Records from a pointing dataset
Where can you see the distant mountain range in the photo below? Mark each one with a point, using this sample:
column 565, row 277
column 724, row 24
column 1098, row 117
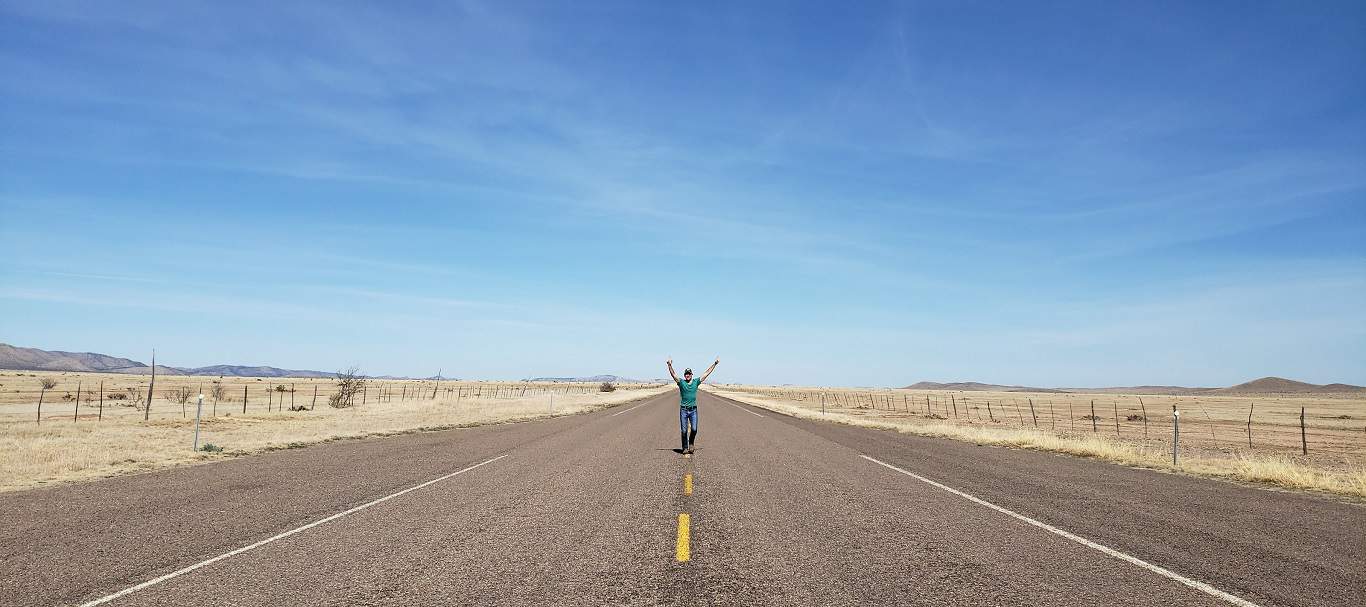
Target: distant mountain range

• [Stated problem]: Present the lines of the records above as a Markdown table with the columns Number and Record line, numbering each line and skipping blank lines. Include every record, but leave the pictures out of the answer.

• [Correct result]:
| Number | Record line |
|---|---|
| 1 | Where can you see the distant mountain range in the photo below? Mark each one with a point, using this sample: |
| 2 | column 565, row 277 |
| 3 | column 724, row 24 |
| 4 | column 1098, row 117 |
| 5 | Target: distant mountain range |